** BEGIN **

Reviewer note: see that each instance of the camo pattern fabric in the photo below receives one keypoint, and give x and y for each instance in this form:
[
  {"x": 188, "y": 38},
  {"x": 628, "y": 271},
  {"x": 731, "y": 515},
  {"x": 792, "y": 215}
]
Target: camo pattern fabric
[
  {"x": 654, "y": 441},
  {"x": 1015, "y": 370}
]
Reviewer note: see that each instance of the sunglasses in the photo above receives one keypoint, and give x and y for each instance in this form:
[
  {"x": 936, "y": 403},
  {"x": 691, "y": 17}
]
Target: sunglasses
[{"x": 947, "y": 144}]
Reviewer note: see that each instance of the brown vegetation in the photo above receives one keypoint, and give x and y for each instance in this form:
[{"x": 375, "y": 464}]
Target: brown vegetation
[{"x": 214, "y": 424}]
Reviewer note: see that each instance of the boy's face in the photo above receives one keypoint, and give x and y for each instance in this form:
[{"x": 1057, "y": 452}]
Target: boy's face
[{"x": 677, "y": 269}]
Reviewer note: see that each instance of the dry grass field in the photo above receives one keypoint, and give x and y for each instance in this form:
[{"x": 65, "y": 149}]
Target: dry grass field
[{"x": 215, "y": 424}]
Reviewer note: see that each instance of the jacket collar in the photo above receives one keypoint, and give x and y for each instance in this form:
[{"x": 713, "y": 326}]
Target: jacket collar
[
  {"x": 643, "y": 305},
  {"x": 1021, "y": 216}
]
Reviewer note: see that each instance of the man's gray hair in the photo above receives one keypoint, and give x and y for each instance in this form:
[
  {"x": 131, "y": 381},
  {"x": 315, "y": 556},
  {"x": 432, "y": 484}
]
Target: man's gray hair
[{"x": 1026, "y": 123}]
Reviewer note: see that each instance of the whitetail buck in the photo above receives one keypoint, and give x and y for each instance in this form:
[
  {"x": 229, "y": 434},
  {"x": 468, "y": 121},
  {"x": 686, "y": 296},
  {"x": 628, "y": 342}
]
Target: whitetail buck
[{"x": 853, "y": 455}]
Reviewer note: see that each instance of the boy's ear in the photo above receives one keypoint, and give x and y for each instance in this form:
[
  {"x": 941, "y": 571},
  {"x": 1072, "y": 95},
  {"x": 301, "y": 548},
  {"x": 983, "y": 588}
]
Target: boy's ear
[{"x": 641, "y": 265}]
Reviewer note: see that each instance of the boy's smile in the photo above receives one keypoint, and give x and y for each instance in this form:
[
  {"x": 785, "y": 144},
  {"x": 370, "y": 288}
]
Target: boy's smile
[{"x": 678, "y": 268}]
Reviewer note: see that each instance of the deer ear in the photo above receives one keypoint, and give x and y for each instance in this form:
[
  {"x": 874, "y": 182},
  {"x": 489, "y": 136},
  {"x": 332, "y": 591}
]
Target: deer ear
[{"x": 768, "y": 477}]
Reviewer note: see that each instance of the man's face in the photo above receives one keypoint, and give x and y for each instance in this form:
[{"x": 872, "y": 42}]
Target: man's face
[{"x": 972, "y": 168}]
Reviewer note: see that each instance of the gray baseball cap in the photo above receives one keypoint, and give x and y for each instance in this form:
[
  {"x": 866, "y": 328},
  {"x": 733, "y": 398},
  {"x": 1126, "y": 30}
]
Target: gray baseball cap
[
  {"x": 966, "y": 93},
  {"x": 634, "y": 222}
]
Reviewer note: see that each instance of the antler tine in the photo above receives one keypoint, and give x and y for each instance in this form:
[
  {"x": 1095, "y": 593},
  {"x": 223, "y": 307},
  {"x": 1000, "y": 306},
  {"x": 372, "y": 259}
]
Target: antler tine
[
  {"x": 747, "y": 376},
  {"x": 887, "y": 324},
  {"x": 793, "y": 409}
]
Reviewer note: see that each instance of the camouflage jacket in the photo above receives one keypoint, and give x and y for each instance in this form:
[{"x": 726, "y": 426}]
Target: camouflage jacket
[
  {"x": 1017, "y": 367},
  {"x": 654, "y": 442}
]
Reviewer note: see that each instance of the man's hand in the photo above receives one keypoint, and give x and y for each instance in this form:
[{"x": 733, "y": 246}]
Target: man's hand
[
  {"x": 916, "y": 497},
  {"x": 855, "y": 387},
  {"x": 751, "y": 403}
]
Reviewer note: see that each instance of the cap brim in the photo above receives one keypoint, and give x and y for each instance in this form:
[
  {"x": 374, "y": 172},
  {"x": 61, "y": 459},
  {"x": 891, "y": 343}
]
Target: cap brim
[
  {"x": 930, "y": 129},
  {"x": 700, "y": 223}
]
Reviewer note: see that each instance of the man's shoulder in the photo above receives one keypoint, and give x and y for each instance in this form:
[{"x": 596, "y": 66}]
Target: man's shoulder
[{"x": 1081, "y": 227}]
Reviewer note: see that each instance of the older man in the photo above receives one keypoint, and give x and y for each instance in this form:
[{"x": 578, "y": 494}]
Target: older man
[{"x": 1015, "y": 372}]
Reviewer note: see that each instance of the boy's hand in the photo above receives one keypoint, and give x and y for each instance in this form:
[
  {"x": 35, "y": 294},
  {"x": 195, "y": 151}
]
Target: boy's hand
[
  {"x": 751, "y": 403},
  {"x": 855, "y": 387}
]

** END **

=== What is needed ===
Rewrite the lines from the one containing "Reviewer note: see that each instance of the man's shoulder" through the last line, requests included. Multiply each x and y coordinate in the answers by 0.7 and round to whole numbers, with halves rounded up. Leave the numbers in the requests and their format samples as they are.

=== Solution to this task ===
Reviewer note: see that each instance of the man's shoulder in the photo above receives one keypoint, and give x and y for each instance in this form:
[{"x": 596, "y": 66}]
Target: man's shoulder
[{"x": 757, "y": 159}]
Reviewer note: see that each instance of the older man in the photo above receives one keypoint, and give x and y for each instance in this form:
[{"x": 578, "y": 494}]
Target: older man
[{"x": 711, "y": 260}]
Reviewer note: see that each instance of the boy's hand in the photo above receives one keypoint, and give x and y for each instance in this form:
[
  {"x": 35, "y": 294},
  {"x": 195, "y": 151}
]
Target: boy's hand
[
  {"x": 526, "y": 282},
  {"x": 599, "y": 271}
]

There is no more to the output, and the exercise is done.